AIM OF THE EXERCISE:
Every line must be returned precisely as it is written.
--- Start of GIVEN RECORDS ---
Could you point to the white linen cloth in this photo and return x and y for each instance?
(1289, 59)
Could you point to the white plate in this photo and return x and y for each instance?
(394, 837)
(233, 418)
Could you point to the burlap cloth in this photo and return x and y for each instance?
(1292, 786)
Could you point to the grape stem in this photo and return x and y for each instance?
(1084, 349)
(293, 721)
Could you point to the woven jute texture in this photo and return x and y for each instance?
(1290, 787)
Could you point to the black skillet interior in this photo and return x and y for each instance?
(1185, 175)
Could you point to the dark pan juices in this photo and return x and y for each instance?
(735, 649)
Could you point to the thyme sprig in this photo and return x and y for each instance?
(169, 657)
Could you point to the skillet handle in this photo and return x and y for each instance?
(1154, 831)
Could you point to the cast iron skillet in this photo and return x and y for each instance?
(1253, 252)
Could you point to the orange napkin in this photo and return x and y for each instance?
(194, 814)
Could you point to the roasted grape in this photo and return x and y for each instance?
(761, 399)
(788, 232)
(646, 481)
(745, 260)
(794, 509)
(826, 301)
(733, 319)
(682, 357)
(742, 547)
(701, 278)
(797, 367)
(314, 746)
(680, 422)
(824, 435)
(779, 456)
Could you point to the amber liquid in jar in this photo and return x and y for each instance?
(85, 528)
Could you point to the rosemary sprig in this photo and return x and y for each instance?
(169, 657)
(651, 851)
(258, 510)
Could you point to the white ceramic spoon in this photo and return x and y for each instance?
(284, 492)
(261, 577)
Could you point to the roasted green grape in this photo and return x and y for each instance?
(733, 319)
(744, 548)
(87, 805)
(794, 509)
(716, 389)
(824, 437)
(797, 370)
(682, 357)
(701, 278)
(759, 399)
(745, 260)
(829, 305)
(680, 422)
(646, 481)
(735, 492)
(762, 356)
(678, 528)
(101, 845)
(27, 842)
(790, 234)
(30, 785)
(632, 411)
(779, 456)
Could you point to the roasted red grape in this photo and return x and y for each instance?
--- End of GIVEN RECORDS ---
FULL SOLUTION:
Could you point to the white linen cloth in this photo and return x and y for each instance?
(1289, 59)
Could you point to the white plate in this photo and return x and y for each instance?
(394, 837)
(233, 418)
Could you point to the burlap cloth in this photo and return x and y for each instance?
(1292, 786)
Could you point to the grape stem in this photo and return x and y for each instance?
(1084, 349)
(293, 721)
Could you point to the woven jute texture in this photo and return x and y for each instance?
(1290, 787)
Could you point to the black skillet interior in this photo and return x and y for each instance?
(1185, 175)
Could you point to the dark pan juices in this photo and return x and y for each instance?
(735, 649)
Could you point to the thyme sprig in this photo and return x and y for each instance?
(169, 657)
Could you point to the skillet handle in this photo and return x and y for each instance?
(1154, 831)
Could you point to the cast iron skillet in this photo and return x and y for each instance?
(1253, 252)
Could you point to the orange napkin in this photo and return x and y for each instance?
(194, 814)
Could you point to the roasted grape in this photo and return x and y for each instance?
(761, 399)
(788, 232)
(646, 481)
(745, 260)
(794, 509)
(826, 301)
(733, 319)
(682, 357)
(742, 547)
(701, 278)
(797, 367)
(314, 746)
(680, 422)
(824, 435)
(779, 456)
Could you point to the amber liquid in jar in this photo and return x and y for each instance?
(85, 528)
Could you point to the rosemary sprig in this photo and return x and y for each instance?
(169, 657)
(651, 851)
(258, 510)
Could you point to the white ceramic spoon in this photo and return x and y for each instance?
(284, 492)
(261, 577)
Could you point to the roasted green grape in this photo and return x and y for each instance?
(733, 319)
(744, 548)
(87, 805)
(794, 509)
(716, 389)
(824, 437)
(797, 370)
(682, 357)
(701, 278)
(759, 399)
(745, 260)
(829, 305)
(680, 422)
(646, 481)
(735, 492)
(762, 356)
(678, 528)
(101, 845)
(27, 842)
(790, 234)
(30, 785)
(632, 411)
(779, 456)
Could you point to the roasted red grape in this photo and return x and y for each instance?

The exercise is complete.